## Set exercise
Reproduce verbatim the rows below, from the first one through the line containing "(1184, 270)", inclusive.

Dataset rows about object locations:
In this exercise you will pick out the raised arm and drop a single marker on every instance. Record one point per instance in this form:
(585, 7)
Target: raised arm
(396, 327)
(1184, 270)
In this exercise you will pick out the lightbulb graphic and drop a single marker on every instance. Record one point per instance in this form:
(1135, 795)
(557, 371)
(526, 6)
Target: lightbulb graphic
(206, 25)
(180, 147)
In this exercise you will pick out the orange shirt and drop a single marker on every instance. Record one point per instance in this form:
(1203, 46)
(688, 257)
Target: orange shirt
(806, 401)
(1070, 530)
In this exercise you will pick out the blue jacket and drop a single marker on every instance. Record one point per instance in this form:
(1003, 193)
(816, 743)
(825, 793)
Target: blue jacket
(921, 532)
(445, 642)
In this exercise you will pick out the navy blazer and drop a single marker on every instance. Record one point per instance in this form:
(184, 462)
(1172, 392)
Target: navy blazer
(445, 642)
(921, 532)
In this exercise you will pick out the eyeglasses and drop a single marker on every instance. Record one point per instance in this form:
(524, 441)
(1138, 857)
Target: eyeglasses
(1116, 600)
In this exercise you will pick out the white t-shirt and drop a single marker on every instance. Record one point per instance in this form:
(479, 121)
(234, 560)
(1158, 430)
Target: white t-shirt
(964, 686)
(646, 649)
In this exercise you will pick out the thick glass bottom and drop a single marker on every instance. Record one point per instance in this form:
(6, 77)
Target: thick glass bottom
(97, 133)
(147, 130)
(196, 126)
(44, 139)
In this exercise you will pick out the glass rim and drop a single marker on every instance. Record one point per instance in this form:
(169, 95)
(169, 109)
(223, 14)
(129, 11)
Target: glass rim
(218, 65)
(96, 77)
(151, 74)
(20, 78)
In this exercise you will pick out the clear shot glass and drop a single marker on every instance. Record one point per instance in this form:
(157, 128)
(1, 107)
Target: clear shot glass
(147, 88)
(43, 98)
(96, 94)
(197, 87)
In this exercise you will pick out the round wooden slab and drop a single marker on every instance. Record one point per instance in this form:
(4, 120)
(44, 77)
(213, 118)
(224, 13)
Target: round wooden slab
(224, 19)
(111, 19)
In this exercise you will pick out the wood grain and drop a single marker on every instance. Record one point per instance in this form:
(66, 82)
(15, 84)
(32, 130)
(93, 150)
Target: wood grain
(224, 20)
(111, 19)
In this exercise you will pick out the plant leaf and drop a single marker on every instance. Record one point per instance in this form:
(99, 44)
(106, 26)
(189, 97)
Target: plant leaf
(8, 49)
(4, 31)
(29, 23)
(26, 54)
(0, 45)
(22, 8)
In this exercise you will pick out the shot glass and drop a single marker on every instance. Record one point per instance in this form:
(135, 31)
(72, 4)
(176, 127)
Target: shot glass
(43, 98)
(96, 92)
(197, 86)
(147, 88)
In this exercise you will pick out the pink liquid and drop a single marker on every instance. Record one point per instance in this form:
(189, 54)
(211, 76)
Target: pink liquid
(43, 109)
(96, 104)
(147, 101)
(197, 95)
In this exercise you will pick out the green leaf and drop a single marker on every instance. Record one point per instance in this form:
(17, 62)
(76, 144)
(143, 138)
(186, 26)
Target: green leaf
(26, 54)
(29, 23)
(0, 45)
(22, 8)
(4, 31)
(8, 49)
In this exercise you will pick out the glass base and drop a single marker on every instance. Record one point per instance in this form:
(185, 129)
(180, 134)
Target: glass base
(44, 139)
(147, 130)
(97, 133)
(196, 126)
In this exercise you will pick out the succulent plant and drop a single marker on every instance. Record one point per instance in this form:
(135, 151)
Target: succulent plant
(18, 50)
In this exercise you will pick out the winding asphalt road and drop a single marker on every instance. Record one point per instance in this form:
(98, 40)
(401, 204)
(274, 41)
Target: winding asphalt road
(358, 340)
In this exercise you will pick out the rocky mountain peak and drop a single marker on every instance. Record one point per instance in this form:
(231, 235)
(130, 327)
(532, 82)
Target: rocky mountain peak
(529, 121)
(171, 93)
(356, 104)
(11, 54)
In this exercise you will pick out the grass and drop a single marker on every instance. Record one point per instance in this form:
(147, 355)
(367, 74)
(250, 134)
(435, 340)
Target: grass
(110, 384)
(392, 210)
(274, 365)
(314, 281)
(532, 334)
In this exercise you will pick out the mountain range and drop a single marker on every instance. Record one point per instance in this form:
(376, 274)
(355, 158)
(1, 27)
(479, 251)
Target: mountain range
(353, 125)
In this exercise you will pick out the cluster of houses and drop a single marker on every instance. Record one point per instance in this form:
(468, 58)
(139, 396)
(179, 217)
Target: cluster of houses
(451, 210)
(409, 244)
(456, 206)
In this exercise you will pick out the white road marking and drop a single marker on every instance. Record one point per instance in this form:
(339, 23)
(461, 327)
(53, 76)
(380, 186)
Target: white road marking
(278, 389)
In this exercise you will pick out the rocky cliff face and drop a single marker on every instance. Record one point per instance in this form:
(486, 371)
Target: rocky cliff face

## Response to the task
In this exercise you will pick out the raised arm and drop a single marker on every instance. Record one point per instance in this form:
(585, 7)
Target: raised arm
(396, 327)
(1184, 270)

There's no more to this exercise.